## begin Text block
Thursday, June 17, 6 p.m.
Presented by the Davenport Public Library
Delivered as part of the Davenport Public Library's virtual 3rd Thursday at Hoover's Presidential Library & Museum programming, the June 17 Zoom webinar Clearing the Static: Herbert Hoover & Early Radio Regulation will find professor Stephen Coon discussing the history of the medium and how regulatory decisions made by Herbert Hoover and others still affect today’s industry, present-day social-media platforms included.
As stated in the encyclopedia Britannica, "By the early 1920s radio was popular worldwide. Public demand for receivers was high, with technology available to nearly everyone to build their own homemade receivers. New radio stations were being created at a rapid rate. The Radio Act of 1912 had declared the secretary of commerce to be the regulatory authority over radio, but the secretary was compelled by law to issue licenses to all who applied for one. In 1922, there were five radio stations on the air, and in 1923 there were 556. To avoid interference with other stations, broadcasters changed frequencies, raised operating power, or moved their facilities. The rapid growth was not sustainable. Attempts at self-regulation failed in a series of radio conferences convened at the behest of Secretary of Commerce Herbert Hoover.”
## end Text block
## begin Information shown
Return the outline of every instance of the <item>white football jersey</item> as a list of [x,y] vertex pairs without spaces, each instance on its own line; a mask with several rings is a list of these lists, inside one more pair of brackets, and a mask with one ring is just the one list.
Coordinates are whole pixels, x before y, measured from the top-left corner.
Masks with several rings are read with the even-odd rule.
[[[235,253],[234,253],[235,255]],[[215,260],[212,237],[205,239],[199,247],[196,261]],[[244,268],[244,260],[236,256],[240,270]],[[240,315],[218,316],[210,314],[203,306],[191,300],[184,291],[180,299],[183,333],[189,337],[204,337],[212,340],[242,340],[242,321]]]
## end Information shown
## Exercise aim
In the event announcement, list each step that broadcasters took to avoid interference with other stations.

## Written answer
- Changed frequencies
- Raised operating power
- Moved their facilities